▶ Provided records:
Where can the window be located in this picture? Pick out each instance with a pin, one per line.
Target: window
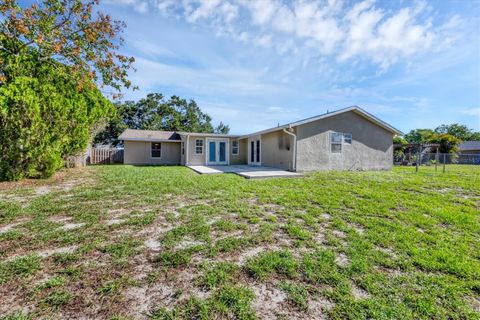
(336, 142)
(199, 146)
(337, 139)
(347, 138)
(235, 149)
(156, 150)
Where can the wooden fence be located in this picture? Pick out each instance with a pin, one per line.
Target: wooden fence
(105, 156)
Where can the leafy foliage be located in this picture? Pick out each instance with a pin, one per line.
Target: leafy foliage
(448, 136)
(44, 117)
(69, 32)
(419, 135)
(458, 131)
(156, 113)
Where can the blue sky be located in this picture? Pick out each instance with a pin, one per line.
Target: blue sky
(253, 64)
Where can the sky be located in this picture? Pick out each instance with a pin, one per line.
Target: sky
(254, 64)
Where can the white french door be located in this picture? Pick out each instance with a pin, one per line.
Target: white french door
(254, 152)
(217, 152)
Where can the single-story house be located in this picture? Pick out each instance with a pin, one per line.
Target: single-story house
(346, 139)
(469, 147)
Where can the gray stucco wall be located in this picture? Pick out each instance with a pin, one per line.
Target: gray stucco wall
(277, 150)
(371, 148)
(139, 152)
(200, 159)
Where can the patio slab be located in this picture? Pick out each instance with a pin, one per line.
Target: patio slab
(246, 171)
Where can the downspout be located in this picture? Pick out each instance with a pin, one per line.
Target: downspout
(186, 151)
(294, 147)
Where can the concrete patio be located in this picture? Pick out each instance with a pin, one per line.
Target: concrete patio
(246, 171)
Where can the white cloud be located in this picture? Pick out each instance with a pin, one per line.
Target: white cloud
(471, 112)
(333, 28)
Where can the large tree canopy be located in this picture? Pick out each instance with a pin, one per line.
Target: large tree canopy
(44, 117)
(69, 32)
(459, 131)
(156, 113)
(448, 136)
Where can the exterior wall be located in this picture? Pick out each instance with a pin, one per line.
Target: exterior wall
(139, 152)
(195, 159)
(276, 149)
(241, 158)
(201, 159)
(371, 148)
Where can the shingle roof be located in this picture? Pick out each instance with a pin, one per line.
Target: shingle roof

▶ Aim of the task: Transcribe all the entries precisely. Do not include any picture.

▶ Answer to this task:
Where can the window be located in this picture? Pick out each instance with a pin, one per line.
Target: window
(336, 142)
(199, 146)
(337, 139)
(347, 138)
(235, 149)
(156, 150)
Where can the wooden fence be located in this picture? Pick out each instance with a pin, one per line.
Target: wooden fence
(105, 156)
Where can the leafy foliage be located in this picture? Pick out each instance with a pin, one per line.
Target: leafy foliage
(448, 136)
(44, 117)
(69, 32)
(419, 135)
(458, 131)
(156, 113)
Where can the blue sky be located in this picture? Pick out each instance with a pin, one per line.
Target: blue sky
(253, 64)
Where can the sky be located in this picture? Pick out each instance with a pin, one per line.
Target: sky
(254, 64)
Where can the white french door be located in this picture? Pick out each instance with a pin, one per line.
Target: white french door
(254, 152)
(217, 152)
Where can the single-story house be located in this picture? Pick out each instance with a pin, one per line.
Target: single-story house
(346, 139)
(469, 147)
Where can the gray stucco wall be located in this picture? Pick out each instance with a pin, one per line.
Target: gray stucco wall
(277, 150)
(371, 148)
(139, 152)
(200, 159)
Where can the patio slab be located in this picture? Pick out each instance with a pin, one per line.
Target: patio slab
(246, 171)
Where can the downspout be located in this picture? Pick out each instance with a pin, one per line.
Target: downspout
(186, 151)
(294, 147)
Where can the concrete patio be located in this picture? Pick out each instance with a pin, one per line.
Target: concrete patio
(246, 171)
Where can the white cloud be located in this picture? Pick out each instance with a pin, one per line.
Target: white cloud
(471, 112)
(333, 28)
Where can the large tree canopy be located in this picture? Pick out each instance with a pin, one per line.
Target: large tree canopy
(44, 117)
(69, 32)
(459, 131)
(156, 113)
(448, 136)
Where can the exterior wall be located in this picture? Pick out each instance with a pin, one per line.
Target: exterior wall
(139, 152)
(195, 159)
(276, 149)
(241, 158)
(201, 159)
(371, 148)
Where can the shingle roof be located in this picture? Pick out each instance with a pin, one per line.
Target: shingle roof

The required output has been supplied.